* GOAL OF THE EXERCISE:
When you reach the line with "Query: concrete porch floor" in the data below, begin printing lines exactly, and stop once the line with "# test: point out the red" has been printed.

-----

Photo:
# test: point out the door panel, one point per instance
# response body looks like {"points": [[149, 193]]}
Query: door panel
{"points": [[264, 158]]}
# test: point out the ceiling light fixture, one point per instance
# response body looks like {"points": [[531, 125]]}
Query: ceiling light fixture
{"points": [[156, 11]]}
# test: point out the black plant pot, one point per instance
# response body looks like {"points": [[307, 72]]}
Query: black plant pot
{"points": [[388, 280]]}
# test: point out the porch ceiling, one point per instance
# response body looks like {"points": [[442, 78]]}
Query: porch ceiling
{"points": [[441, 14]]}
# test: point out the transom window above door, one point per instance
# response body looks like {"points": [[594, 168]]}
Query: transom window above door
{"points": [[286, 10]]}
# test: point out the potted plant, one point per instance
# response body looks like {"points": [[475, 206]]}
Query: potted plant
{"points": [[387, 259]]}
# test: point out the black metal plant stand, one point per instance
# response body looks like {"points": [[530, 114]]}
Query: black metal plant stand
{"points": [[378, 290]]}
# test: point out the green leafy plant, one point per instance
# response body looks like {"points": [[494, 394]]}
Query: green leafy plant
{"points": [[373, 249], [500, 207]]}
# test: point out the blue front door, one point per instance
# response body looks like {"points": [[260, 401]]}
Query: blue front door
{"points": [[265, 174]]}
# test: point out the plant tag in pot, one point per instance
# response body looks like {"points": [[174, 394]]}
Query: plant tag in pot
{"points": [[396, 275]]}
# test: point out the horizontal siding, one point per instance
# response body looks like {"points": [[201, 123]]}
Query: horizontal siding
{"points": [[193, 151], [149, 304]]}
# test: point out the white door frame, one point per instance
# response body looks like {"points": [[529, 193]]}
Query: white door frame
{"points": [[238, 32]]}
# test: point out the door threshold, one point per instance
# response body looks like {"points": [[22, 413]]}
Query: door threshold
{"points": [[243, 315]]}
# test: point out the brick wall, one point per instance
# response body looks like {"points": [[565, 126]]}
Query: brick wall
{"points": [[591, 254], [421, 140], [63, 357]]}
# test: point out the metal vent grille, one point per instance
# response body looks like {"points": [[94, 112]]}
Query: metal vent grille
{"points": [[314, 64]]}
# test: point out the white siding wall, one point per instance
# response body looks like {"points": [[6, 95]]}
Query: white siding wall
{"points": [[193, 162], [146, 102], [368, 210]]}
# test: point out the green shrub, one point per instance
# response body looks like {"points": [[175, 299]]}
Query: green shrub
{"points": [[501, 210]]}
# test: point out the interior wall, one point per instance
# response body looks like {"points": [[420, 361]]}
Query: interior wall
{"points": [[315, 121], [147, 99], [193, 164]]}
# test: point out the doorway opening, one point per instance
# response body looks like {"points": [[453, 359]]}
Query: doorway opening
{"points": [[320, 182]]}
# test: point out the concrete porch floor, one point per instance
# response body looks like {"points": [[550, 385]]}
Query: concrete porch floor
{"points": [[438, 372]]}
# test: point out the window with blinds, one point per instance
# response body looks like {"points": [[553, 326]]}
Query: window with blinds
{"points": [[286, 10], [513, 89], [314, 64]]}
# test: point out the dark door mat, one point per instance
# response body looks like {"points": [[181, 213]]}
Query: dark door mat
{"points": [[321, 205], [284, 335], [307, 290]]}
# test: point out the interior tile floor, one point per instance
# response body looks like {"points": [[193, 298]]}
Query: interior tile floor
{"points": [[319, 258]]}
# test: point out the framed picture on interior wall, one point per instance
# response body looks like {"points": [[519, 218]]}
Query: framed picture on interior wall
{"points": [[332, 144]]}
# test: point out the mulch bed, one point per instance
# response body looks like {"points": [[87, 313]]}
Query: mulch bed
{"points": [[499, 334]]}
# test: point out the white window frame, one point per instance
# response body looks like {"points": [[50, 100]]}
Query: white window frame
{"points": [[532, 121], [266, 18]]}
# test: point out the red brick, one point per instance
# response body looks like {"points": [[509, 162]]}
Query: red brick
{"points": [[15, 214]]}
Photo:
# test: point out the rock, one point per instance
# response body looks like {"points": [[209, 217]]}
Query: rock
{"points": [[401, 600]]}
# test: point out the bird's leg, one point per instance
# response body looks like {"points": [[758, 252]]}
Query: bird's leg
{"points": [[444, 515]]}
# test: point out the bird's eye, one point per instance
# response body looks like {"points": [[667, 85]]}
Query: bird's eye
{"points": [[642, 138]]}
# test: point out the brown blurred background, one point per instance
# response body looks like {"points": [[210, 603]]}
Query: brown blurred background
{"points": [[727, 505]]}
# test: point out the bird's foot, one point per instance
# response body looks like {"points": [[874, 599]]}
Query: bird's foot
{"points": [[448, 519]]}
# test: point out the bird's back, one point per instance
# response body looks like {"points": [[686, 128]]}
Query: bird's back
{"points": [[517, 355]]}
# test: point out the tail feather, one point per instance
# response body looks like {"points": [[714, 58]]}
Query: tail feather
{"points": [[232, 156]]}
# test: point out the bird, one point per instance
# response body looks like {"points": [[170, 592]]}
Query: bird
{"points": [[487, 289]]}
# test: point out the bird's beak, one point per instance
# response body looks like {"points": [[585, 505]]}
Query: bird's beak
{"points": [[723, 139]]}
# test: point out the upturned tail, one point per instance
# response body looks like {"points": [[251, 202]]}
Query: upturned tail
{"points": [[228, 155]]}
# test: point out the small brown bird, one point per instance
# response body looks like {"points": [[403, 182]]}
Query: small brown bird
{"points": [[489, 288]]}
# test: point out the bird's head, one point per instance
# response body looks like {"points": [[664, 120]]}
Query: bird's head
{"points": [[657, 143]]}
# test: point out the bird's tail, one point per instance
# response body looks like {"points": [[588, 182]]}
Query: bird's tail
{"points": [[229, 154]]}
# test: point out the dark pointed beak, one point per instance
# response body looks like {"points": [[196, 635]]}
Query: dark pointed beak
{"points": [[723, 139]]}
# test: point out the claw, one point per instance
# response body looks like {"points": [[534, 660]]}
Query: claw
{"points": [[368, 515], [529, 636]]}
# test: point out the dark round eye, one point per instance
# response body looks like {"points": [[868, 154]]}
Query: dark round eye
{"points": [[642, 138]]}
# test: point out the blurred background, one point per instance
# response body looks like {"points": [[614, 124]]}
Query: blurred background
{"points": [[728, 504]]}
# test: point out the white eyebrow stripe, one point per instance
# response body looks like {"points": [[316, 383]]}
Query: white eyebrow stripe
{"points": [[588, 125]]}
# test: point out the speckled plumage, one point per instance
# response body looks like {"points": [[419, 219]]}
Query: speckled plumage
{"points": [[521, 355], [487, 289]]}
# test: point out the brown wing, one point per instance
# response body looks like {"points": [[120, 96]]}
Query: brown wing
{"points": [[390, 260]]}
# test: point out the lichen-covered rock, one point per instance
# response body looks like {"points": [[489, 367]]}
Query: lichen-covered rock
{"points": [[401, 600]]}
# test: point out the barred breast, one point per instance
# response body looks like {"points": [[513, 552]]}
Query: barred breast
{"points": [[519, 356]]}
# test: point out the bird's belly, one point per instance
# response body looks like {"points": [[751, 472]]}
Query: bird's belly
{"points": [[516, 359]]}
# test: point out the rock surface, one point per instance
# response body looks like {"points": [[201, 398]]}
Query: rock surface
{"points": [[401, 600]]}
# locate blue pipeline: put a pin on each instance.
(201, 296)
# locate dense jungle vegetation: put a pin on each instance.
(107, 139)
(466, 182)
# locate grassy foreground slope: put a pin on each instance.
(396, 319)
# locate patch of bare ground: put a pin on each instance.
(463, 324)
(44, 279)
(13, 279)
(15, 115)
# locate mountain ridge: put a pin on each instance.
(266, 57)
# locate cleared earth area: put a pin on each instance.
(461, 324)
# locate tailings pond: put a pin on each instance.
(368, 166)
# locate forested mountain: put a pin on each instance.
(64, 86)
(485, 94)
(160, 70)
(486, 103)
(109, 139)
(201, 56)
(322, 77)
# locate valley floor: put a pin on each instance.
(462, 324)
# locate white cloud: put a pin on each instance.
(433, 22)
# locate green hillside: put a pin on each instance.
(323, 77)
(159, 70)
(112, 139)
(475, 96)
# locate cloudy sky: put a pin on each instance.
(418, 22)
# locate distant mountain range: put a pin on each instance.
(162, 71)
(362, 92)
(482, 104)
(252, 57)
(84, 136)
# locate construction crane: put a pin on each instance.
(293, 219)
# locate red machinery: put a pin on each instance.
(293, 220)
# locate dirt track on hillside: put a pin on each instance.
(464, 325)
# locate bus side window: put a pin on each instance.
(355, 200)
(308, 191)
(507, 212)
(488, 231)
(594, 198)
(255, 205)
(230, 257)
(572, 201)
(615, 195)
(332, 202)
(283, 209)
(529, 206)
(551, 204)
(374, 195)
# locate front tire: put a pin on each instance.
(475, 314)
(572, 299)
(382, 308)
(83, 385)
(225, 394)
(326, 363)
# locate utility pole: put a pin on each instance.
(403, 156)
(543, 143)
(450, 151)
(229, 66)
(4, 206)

-----

* THE ANSWER:
Query: concrete porch floor
{"points": [[438, 372]]}
# test: point out the window with blinds, one point per instance
# response body looks like {"points": [[553, 326]]}
Query: window with blinds
{"points": [[286, 10], [513, 89], [314, 64]]}
# test: point out the dark door mat, one point per instance
# response body looks like {"points": [[181, 213]]}
Query: dark door mat
{"points": [[321, 205], [284, 335], [307, 290]]}
# test: point out the interior tile floor, one point per instance
# response body looks like {"points": [[193, 298]]}
Query: interior tile floor
{"points": [[319, 258]]}
# test: point out the framed picture on interior wall, one point per instance
# response body looks like {"points": [[519, 218]]}
Query: framed picture on interior wall
{"points": [[332, 144]]}
# test: point out the mulch bed, one point per instance
# response body looks like {"points": [[87, 313]]}
Query: mulch bed
{"points": [[499, 334]]}
# test: point out the white window frame, one point per instance
# response body looks like {"points": [[50, 100]]}
Query: white window frame
{"points": [[532, 121], [266, 18]]}
# test: point out the red brick, one point per instance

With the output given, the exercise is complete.